> [REQUIRED ACTION]
Go through the listing below and output exactly the line with "positive clicks: (392, 224)", the line with "negative clicks: (298, 335) (291, 353)", and each line between; omit the rest.

> [EXCERPTED RECORDS]
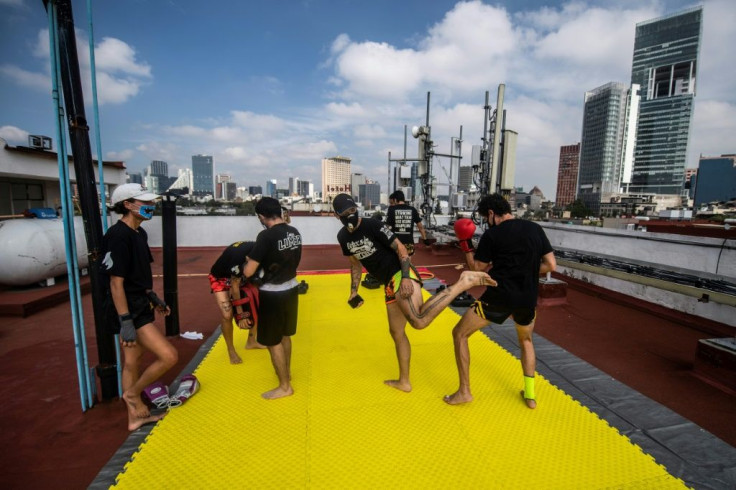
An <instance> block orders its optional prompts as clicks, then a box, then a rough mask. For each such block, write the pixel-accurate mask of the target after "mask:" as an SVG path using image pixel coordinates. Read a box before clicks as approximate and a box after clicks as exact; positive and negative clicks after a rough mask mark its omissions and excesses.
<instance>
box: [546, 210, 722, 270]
mask: <svg viewBox="0 0 736 490" xmlns="http://www.w3.org/2000/svg"><path fill="white" fill-rule="evenodd" d="M540 224H541V225H542V226H543V227H544V230H545V232H546V233H547V237H548V238H549V240H550V243H551V244H552V247H554V248H555V249H566V250H575V251H579V252H583V253H590V254H597V255H607V256H610V257H614V258H619V259H628V260H632V261H636V262H641V263H647V264H651V265H652V266H661V267H662V268H665V269H669V270H673V271H683V272H687V273H691V274H694V275H704V274H705V275H708V274H710V275H717V276H722V277H724V278H726V279H727V280H729V281H732V282H733V281H734V280H736V240H728V239H722V238H708V237H694V236H685V235H670V234H665V233H649V232H642V231H634V230H614V229H609V228H596V227H591V226H576V225H563V224H559V223H540Z"/></svg>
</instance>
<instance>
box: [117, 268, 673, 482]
mask: <svg viewBox="0 0 736 490" xmlns="http://www.w3.org/2000/svg"><path fill="white" fill-rule="evenodd" d="M299 279H305V280H306V281H307V283H308V284H309V290H308V292H307V294H305V295H301V296H300V297H299V301H300V304H299V326H298V331H297V334H296V335H295V336H294V337H293V357H292V374H293V376H292V377H293V386H294V389H295V394H294V396H291V397H288V398H283V399H279V400H271V401H267V400H264V399H262V398H261V396H260V394H261V393H262V392H264V391H267V390H269V389H271V388H274V387H275V386H276V384H277V381H276V377H275V375H274V372H273V368H272V366H271V363H270V360H269V355H268V352H267V351H266V350H247V351H246V350H245V349H243V346H244V345H245V340H246V334H245V332H241V331H236V336H235V342H236V345H237V346H238V349H239V352H240V354H241V357H242V358H243V364H240V365H230V364H229V362H228V360H227V351H226V348H225V344H224V341H223V340H222V338H220V339H218V341H217V342H216V343H215V345H214V346H213V348H212V349H211V351H210V352H209V354H208V355H207V356H206V358H205V359H204V360H203V361H202V363H201V364H200V365H199V367H198V368H197V370H196V375H197V377H198V378H199V380H200V382H201V385H202V388H201V391H200V392H199V393H197V394H196V395H195V396H194V397H193V398H192V399H191V400H190V401H189V402H187V403H186V404H185V405H183V406H181V407H179V408H174V409H172V410H171V411H170V413H169V414H168V415H167V416H166V417H165V418H164V419H163V420H161V421H160V422H159V423H158V424H157V426H156V427H155V428H154V429H153V431H152V432H151V434H150V435H149V437H148V438H147V440H146V441H145V442H144V443H143V444H142V445H141V446H140V448H139V450H138V452H137V453H136V454H135V455H134V458H133V459H132V461H131V462H129V463H128V464H127V465H126V468H125V471H124V472H122V473H121V474H120V475H118V479H117V484H116V488H134V489H138V488H266V487H270V488H279V489H282V488H318V489H322V488H402V489H403V488H422V489H426V488H494V489H495V488H565V489H569V488H581V489H591V488H684V484H683V482H682V481H681V480H679V479H677V478H675V477H673V476H672V475H670V474H668V473H667V471H666V470H665V469H664V468H663V467H662V466H660V465H658V464H657V463H656V462H655V461H654V460H653V459H652V457H651V456H649V455H647V454H645V453H643V452H642V451H641V450H640V449H639V447H638V446H636V445H634V444H632V443H631V442H630V441H629V440H628V439H627V438H626V437H624V436H622V435H620V434H619V433H618V432H617V431H616V430H615V429H613V428H612V427H610V426H609V425H608V424H607V423H606V422H604V421H602V420H601V419H599V418H598V417H597V416H596V415H595V414H593V413H592V412H590V411H589V410H588V409H587V408H585V407H583V406H581V405H580V404H579V403H578V402H576V401H574V400H573V399H572V398H570V397H569V396H568V395H567V394H565V393H564V392H562V391H561V390H559V389H557V388H556V387H554V386H552V385H550V384H549V383H548V382H547V381H546V380H545V379H543V378H541V377H540V376H538V377H537V390H536V391H537V400H538V407H537V409H536V410H529V409H527V408H526V406H525V404H524V403H523V401H522V399H521V397H520V395H519V391H520V389H521V388H522V375H521V367H520V365H519V361H518V359H516V358H515V357H514V356H513V355H511V354H510V353H508V352H506V351H505V350H503V349H502V348H501V347H499V346H498V345H497V344H495V343H493V342H491V341H489V340H488V339H487V338H486V337H485V336H483V335H482V334H480V333H478V334H476V335H474V336H473V337H471V339H470V350H471V358H472V364H471V381H472V385H473V394H474V396H475V401H474V402H472V403H470V404H467V405H462V406H449V405H446V404H445V403H444V402H443V401H442V396H443V395H444V394H447V393H451V392H453V391H454V390H455V389H456V388H457V374H456V369H455V363H454V355H453V349H452V340H451V336H450V332H451V330H452V327H453V325H454V324H455V323H456V322H457V320H458V318H459V317H458V315H457V314H455V313H454V312H452V311H450V310H446V311H445V312H443V313H442V315H440V317H438V319H437V320H436V321H435V322H434V323H433V324H432V325H431V326H430V327H429V328H427V329H426V330H423V331H414V330H413V329H411V328H408V329H407V333H408V335H409V337H410V339H411V342H412V349H413V350H412V383H413V387H414V389H413V391H412V392H411V393H403V392H400V391H397V390H395V389H392V388H389V387H387V386H385V385H384V384H383V380H385V379H391V378H394V377H396V376H397V371H398V368H397V365H396V357H395V353H394V348H393V343H392V341H391V338H390V336H389V334H388V325H387V321H386V315H385V307H384V305H383V292H382V290H381V289H374V290H367V289H364V288H361V291H360V294H361V296H363V297H364V299H365V300H366V302H365V305H364V306H363V307H361V308H359V309H357V310H352V309H351V308H350V307H349V306H348V305H347V303H346V300H347V297H348V292H349V284H350V279H349V275H348V274H335V275H315V276H302V277H300V278H299ZM425 294H426V293H425Z"/></svg>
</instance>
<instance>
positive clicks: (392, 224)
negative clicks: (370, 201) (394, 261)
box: [386, 204, 422, 244]
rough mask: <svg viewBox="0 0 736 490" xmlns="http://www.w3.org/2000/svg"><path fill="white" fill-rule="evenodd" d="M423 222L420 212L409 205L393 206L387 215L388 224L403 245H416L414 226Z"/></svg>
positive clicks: (386, 222)
mask: <svg viewBox="0 0 736 490" xmlns="http://www.w3.org/2000/svg"><path fill="white" fill-rule="evenodd" d="M421 221H422V218H420V217H419V211H417V210H416V209H415V208H414V207H412V206H409V205H408V204H396V205H394V206H391V207H389V208H388V212H387V213H386V224H387V225H388V226H389V227H390V228H391V229H392V230H393V231H394V233H396V237H397V238H398V239H399V240H400V241H401V243H409V244H413V243H414V224H415V223H420V222H421Z"/></svg>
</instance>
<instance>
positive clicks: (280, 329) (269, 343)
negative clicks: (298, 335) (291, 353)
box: [243, 197, 302, 400]
mask: <svg viewBox="0 0 736 490" xmlns="http://www.w3.org/2000/svg"><path fill="white" fill-rule="evenodd" d="M256 214H257V215H258V219H259V220H260V221H261V224H262V225H263V226H264V227H265V228H266V229H265V230H263V231H262V232H260V233H259V234H258V237H257V238H256V244H255V246H254V247H253V250H252V251H251V252H250V253H249V254H248V262H247V264H246V265H245V271H244V274H243V275H244V276H245V277H246V278H247V279H249V278H251V277H253V275H254V274H255V273H256V271H257V270H258V268H259V267H261V268H262V269H263V274H264V275H263V284H262V285H261V286H260V288H259V290H260V294H259V296H260V308H259V310H258V315H259V316H258V337H257V340H258V342H259V343H260V344H263V345H265V346H266V347H268V352H269V354H270V355H271V363H272V364H273V367H274V370H275V371H276V376H278V378H279V385H278V386H277V387H276V388H274V389H272V390H269V391H267V392H265V393H263V394H262V395H261V396H263V398H266V399H267V400H273V399H276V398H281V397H284V396H289V395H293V394H294V389H293V387H292V386H291V336H292V335H294V334H295V333H296V324H297V314H298V312H299V291H298V283H297V281H296V270H297V267H298V266H299V261H300V260H301V257H302V237H301V235H300V234H299V231H298V230H297V229H296V228H294V227H293V226H291V225H289V224H287V223H286V222H284V220H283V218H282V215H281V206H280V205H279V202H278V201H277V200H276V199H274V198H272V197H264V198H263V199H261V200H260V201H258V202H257V203H256Z"/></svg>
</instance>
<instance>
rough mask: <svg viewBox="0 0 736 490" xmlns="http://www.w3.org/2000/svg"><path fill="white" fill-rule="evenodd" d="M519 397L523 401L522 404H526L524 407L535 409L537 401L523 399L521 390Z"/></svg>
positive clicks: (522, 390) (536, 406)
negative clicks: (522, 402)
mask: <svg viewBox="0 0 736 490" xmlns="http://www.w3.org/2000/svg"><path fill="white" fill-rule="evenodd" d="M521 397H522V398H523V399H524V402H525V403H526V406H527V407H529V408H531V409H535V408H537V400H535V399H534V398H525V397H524V390H521Z"/></svg>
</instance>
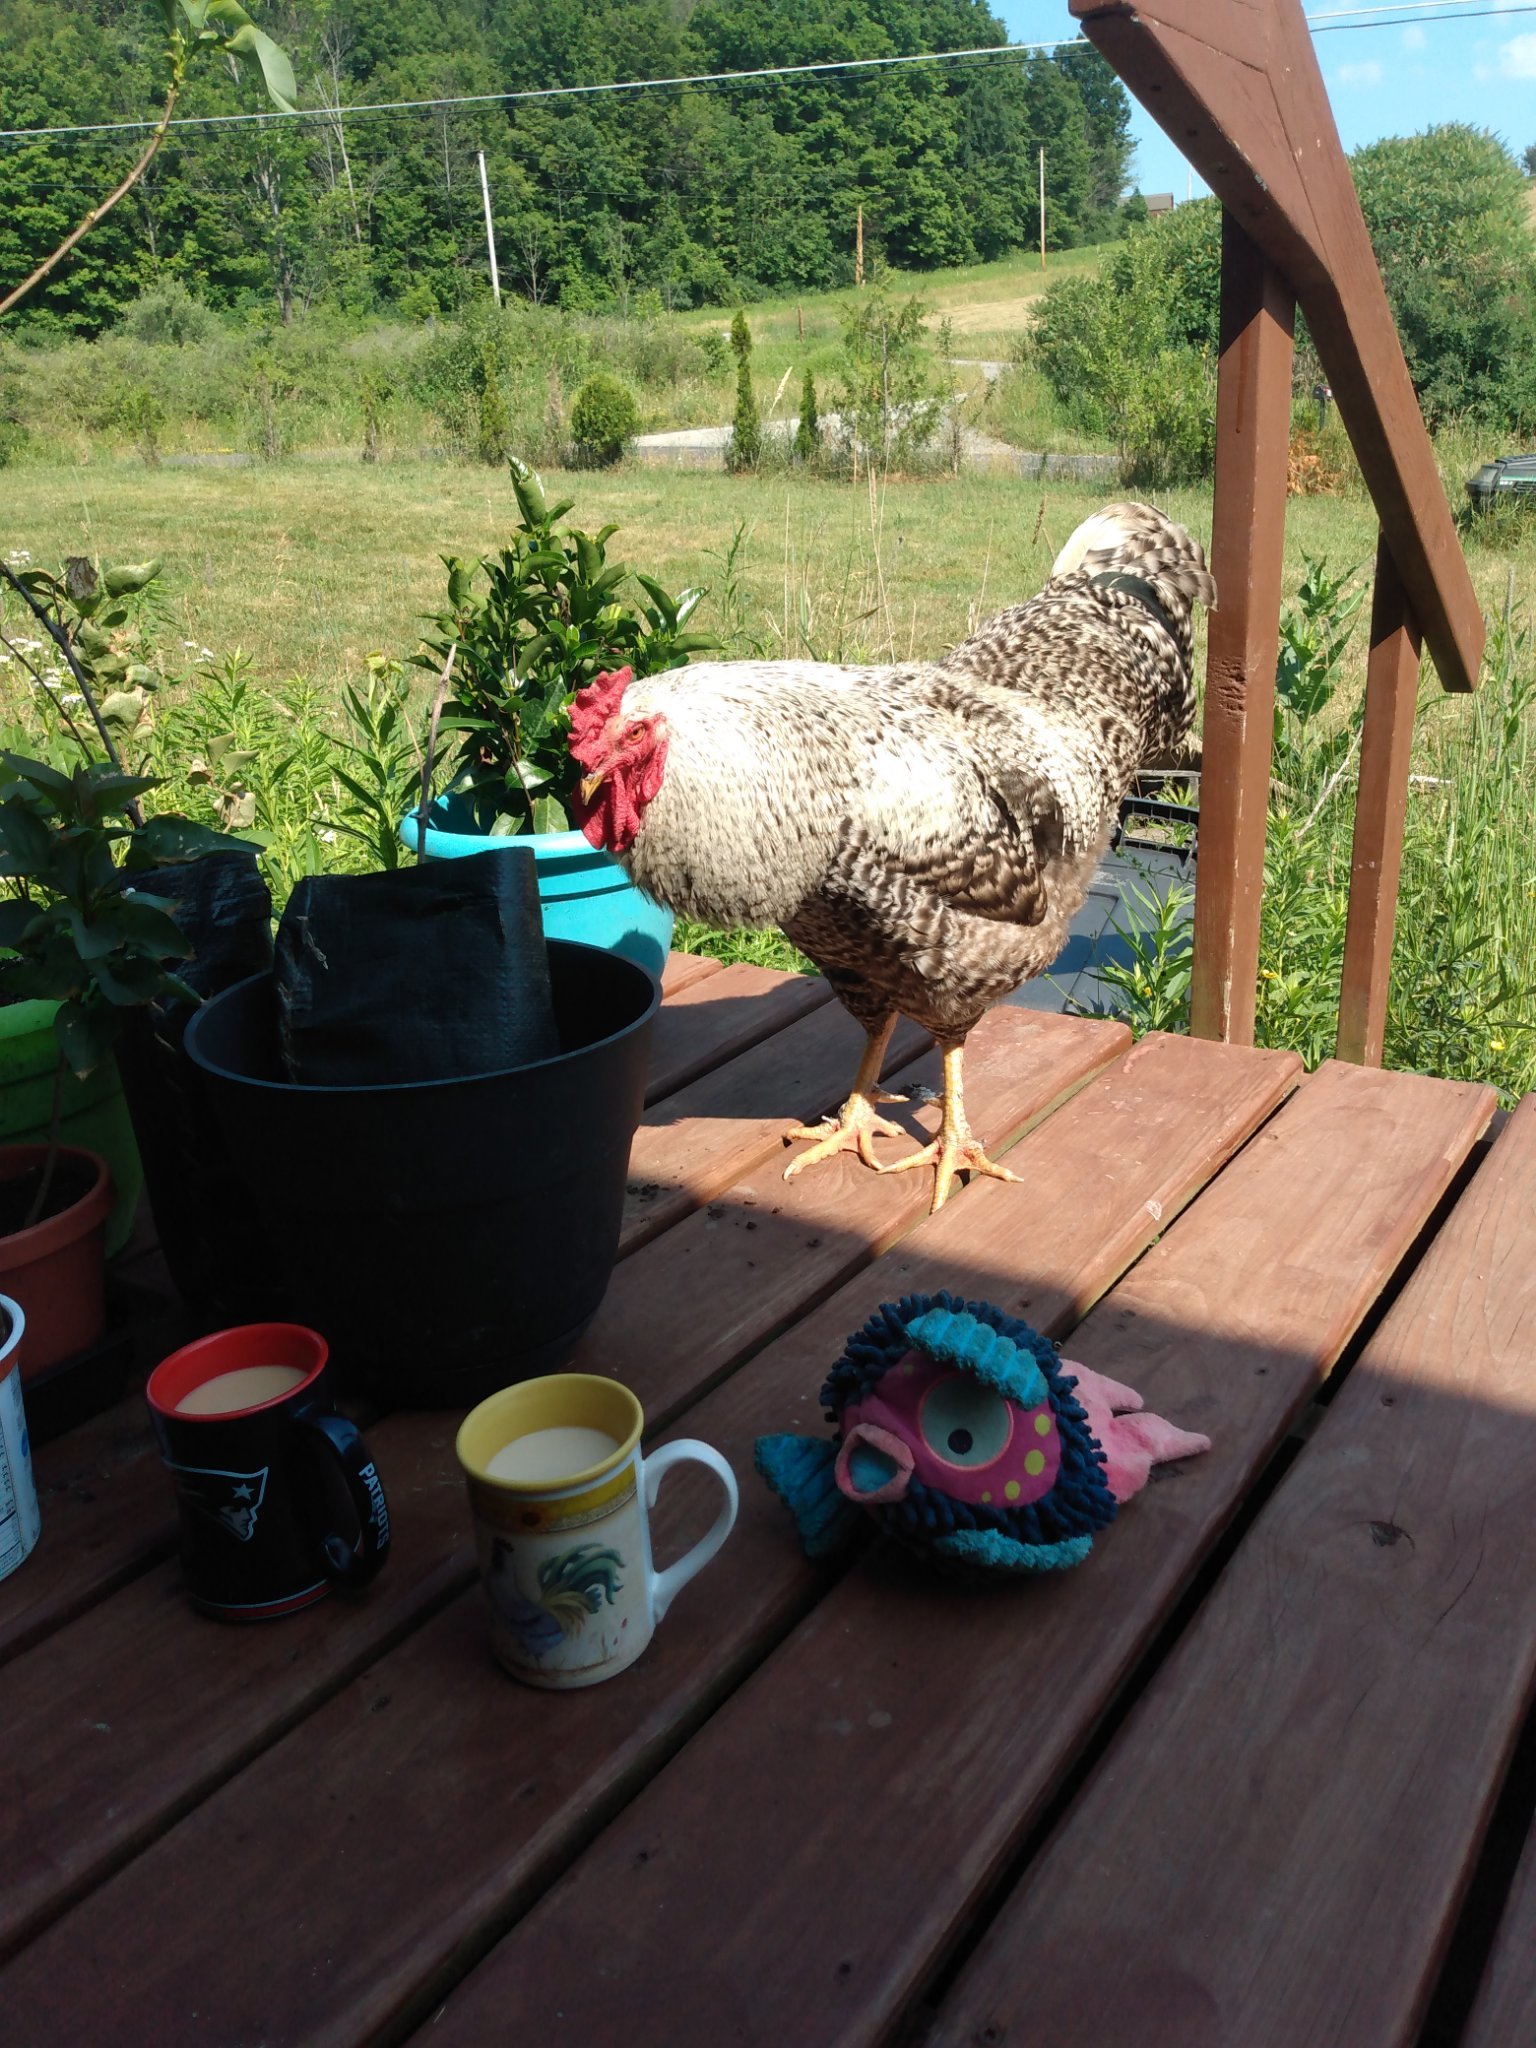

> [EXERCISE OUTPUT]
positive clicks: (392, 224)
negative clicks: (370, 201) (394, 261)
box: [386, 204, 422, 244]
rough mask: <svg viewBox="0 0 736 490" xmlns="http://www.w3.org/2000/svg"><path fill="white" fill-rule="evenodd" d="M423 222L420 212L409 205L393 206L387 215L388 224L403 245H416L414 226Z"/></svg>
positive clicks: (386, 222)
mask: <svg viewBox="0 0 736 490" xmlns="http://www.w3.org/2000/svg"><path fill="white" fill-rule="evenodd" d="M421 221H422V218H420V217H419V211H417V210H416V209H415V208H414V207H412V206H409V205H408V204H396V205H394V206H391V207H389V208H388V212H387V213H386V224H387V225H388V226H389V227H390V228H391V229H392V230H393V231H394V233H396V237H397V238H398V239H399V240H400V241H401V243H409V244H413V243H414V224H415V223H420V222H421Z"/></svg>
</instance>
<instance>
positive clicks: (280, 329) (269, 343)
negative clicks: (298, 335) (291, 353)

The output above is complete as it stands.